-- Begin Data shown --

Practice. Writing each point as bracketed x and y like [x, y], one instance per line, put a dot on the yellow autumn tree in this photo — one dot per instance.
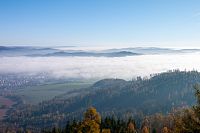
[91, 122]
[106, 131]
[131, 127]
[165, 130]
[145, 129]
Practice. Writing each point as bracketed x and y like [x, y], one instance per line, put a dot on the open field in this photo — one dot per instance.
[36, 94]
[7, 103]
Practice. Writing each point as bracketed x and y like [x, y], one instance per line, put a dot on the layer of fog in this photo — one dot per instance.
[100, 67]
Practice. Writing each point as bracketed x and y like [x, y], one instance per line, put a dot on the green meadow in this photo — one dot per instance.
[36, 94]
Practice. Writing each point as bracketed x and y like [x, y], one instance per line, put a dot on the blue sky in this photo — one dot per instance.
[160, 23]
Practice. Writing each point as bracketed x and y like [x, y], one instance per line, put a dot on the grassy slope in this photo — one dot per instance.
[36, 94]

-- End Data shown --

## Required task
Please copy, character for character, the lines from the one containing "on the grassy" through the last line of the items.

## Task result
Practice. Writing each point as bracketed x and y like [x, y], one instance per line, put a dot on the grassy slope in this photo — one dot per instance.
[36, 94]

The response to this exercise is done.